### Problem description
When you give the entries again, keep every word as it stands and drop the pictures.

++++ Data extracts ++++

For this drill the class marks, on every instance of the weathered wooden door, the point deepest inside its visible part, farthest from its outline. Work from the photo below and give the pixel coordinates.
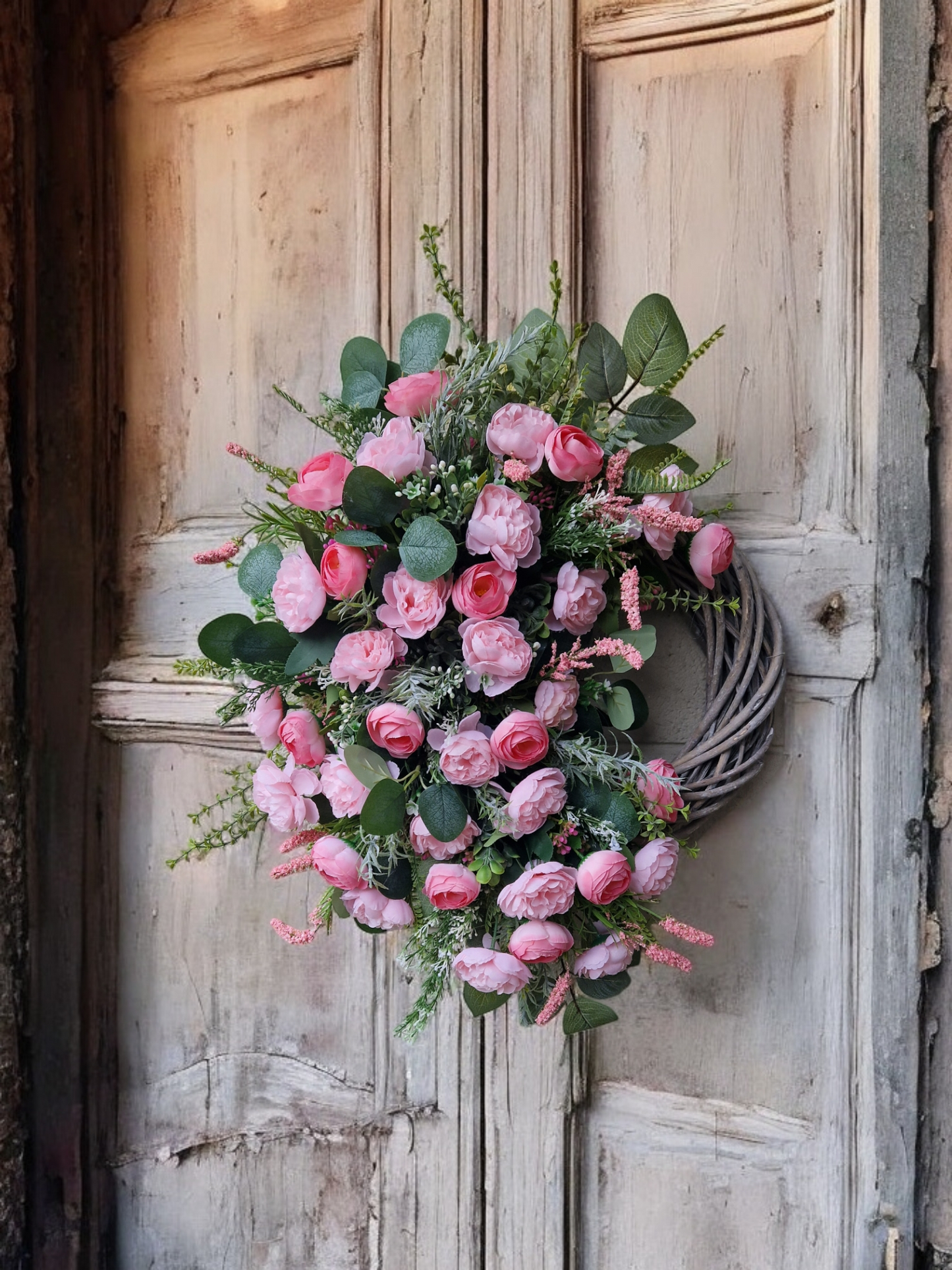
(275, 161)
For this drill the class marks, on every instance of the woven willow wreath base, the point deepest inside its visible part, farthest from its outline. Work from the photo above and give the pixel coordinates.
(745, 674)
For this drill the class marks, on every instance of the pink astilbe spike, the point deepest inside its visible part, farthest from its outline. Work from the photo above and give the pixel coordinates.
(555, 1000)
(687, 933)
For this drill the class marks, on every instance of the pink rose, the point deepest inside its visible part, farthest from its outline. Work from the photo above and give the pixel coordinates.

++++

### Worked solution
For this drill the class marks, on every instance of the weathered wooden door, the point deepest inside its visible part, farthest from its outline. Work from the photo below and give the pixel coordinates.
(275, 161)
For this drill the class marks, on every instance of the woven willow wreath base, the point deepest inside its visible part, farthest from its outline. Work from the photo above and give the pixel coordinates.
(745, 674)
For this drill the class marks, on every instance of the pink astilbe spike, the point deepest inside its visible part, farthest from its outline. Work from the photo above and give the pixel coordinates.
(555, 1000)
(687, 933)
For this drill the class marks, on every instance of the pink rose, the point deepest inside its visible part, farthest from its outline. Work from the photo above and give the pixel coordinates.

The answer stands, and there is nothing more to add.